◆ WHAT IS EXPECTED
Only the run of lines from the one containing "white robe in" through the last line should be returned, exactly as written.

◆ RECORDS SHOWN
· · · · · · ·

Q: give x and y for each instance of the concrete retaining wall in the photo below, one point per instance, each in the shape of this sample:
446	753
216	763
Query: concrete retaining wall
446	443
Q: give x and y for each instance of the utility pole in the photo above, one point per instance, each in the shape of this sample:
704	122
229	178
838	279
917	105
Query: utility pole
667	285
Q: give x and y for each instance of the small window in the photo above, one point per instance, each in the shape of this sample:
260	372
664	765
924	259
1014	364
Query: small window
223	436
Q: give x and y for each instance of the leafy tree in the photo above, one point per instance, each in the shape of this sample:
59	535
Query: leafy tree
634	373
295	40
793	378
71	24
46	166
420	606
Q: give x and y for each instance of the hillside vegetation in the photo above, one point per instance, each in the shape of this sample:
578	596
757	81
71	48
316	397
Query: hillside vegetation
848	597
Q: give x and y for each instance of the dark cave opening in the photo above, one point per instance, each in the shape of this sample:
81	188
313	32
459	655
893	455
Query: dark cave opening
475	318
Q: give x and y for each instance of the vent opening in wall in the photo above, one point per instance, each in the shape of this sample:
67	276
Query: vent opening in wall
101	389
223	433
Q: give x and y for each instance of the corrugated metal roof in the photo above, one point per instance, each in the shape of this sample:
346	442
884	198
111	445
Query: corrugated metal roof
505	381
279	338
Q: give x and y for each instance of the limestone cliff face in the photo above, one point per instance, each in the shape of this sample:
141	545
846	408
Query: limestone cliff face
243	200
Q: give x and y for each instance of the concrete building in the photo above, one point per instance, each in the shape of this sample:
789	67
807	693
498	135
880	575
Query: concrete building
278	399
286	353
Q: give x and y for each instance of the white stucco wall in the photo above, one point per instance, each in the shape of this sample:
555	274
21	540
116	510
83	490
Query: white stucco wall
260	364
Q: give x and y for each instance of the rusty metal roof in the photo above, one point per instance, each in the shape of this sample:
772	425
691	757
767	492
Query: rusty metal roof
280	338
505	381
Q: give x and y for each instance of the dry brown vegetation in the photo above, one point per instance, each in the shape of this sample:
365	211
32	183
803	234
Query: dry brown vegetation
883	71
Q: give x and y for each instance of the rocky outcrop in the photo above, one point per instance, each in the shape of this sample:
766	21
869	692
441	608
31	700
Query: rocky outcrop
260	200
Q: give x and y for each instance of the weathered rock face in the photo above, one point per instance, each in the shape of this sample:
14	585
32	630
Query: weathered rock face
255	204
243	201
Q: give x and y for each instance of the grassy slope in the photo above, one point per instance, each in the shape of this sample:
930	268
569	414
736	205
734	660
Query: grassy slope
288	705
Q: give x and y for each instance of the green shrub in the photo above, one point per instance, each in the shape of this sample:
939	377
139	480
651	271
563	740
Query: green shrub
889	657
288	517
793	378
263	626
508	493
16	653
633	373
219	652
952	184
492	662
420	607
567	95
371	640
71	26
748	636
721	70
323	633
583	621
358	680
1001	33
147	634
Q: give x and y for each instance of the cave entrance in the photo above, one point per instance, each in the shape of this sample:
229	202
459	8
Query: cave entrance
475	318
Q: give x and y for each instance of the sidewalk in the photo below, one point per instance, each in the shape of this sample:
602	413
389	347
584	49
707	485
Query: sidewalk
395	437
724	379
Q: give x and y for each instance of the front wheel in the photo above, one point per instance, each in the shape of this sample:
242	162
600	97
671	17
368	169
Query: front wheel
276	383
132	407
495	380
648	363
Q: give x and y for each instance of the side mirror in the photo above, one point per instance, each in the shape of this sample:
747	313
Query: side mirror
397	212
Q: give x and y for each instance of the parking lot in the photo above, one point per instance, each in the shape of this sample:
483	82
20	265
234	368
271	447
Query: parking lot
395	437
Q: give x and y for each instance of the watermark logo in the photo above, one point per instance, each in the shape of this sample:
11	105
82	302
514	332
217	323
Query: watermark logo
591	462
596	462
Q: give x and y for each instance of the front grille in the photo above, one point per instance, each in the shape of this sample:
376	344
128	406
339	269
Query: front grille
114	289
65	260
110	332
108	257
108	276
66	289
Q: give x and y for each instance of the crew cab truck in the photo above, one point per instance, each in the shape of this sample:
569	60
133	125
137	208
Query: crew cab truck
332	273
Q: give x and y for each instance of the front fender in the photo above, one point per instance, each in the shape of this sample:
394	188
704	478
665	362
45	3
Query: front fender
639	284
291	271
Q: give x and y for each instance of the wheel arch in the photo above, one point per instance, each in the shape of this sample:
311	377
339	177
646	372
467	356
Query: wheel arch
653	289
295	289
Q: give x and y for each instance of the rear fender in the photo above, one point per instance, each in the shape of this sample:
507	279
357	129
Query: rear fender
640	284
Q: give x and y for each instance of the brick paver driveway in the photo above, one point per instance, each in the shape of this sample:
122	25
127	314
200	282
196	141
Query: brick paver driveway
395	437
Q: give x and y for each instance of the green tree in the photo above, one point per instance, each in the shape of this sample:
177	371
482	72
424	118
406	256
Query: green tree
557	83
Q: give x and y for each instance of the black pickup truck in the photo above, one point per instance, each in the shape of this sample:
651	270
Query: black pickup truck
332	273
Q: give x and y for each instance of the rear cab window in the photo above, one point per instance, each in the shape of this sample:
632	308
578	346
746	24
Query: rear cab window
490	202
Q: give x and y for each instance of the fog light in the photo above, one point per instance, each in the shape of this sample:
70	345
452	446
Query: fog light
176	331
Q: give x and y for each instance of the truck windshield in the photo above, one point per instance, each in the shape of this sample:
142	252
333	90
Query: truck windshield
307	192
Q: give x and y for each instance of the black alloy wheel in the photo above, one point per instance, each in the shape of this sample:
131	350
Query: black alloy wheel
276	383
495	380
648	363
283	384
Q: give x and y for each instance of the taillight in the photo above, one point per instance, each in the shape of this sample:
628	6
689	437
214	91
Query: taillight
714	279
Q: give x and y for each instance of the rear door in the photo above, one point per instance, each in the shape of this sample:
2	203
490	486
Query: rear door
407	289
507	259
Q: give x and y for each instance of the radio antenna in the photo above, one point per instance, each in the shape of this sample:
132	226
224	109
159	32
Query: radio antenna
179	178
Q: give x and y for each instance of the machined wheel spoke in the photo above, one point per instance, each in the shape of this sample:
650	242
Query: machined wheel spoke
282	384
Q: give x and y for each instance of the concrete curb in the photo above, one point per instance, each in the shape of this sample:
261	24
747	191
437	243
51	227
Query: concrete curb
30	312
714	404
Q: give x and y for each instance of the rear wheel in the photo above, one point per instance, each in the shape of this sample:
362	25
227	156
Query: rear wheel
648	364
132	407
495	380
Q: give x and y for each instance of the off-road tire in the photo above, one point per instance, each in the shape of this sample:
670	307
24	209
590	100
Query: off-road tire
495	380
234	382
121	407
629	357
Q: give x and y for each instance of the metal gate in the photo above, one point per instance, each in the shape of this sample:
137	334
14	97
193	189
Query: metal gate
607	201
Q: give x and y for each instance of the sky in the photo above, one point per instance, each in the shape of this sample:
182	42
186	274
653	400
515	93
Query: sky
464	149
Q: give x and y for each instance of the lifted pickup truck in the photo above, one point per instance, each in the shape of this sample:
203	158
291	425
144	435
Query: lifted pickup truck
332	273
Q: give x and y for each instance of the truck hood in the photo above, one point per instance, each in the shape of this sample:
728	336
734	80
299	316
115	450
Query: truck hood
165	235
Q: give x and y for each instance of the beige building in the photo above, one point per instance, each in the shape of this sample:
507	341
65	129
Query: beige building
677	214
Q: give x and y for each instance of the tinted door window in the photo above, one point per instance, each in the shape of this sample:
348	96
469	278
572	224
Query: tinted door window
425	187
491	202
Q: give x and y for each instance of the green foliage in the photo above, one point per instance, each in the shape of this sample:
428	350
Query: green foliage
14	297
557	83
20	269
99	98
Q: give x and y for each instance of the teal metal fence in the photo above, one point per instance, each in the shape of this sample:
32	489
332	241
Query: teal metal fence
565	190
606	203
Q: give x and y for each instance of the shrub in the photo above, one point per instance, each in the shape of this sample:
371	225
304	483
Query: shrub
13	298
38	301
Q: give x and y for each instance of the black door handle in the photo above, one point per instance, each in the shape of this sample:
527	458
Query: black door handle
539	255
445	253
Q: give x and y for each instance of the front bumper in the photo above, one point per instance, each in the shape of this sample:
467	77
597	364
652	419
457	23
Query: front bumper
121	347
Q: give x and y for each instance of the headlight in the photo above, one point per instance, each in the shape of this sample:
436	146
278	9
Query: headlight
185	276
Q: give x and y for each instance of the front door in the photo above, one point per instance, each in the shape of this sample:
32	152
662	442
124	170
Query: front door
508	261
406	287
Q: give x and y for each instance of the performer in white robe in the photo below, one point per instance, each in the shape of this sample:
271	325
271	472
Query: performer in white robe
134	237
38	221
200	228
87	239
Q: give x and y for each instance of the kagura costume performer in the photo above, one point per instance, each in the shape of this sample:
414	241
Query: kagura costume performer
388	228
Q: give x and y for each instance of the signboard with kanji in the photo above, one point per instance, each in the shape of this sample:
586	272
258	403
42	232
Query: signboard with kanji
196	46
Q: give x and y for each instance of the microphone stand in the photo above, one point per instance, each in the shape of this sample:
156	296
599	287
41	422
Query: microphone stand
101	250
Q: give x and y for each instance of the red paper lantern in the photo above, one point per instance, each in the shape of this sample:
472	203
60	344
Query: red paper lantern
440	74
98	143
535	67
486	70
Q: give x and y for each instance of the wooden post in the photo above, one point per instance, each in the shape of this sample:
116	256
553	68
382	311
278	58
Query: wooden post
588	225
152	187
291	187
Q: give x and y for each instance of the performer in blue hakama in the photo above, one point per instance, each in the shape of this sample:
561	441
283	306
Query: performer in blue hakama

· · · · · · ·

◆ EXPECTED ANSWER
Q: give x and y for each instance of the performer in white robe in the photo below, one point per instance, each in the shape of this sample:
271	325
271	472
Query: performer in white robe
134	237
38	221
200	228
87	239
Q: give x and y for each instance of the kagura costume performer in the photo above, one point per instance, each in the shape of this sample:
414	241
Query: kagura costume performer
388	228
Q: give x and y for each instance of the signboard with kanji in the photo above, one point per instance, each in the shape of this sample:
586	272
258	403
42	232
Query: signboard with kanji
196	46
Q: give x and y for each instance of the microphone stand in the photo above, one point per instance, each in the shape of this sample:
156	296
599	287
41	422
Query: microphone stand
101	250
Q: give x and y for each instance of the red paper lantern in the photo above, one point per instance, each in the shape of this sample:
472	203
60	344
Query: red paper lantern
440	74
98	143
535	67
486	70
Q: give x and y for each instance of the wooden post in the photo above, one point per instance, each in the shape of this sample:
116	256
553	68
382	311
278	58
Query: wooden post
588	225
152	187
291	187
Q: give x and y for each instance of the performer in blue hakama in the photo above, one point per instance, each in the shape of this sample:
561	441
283	306
Query: performer in blue hakama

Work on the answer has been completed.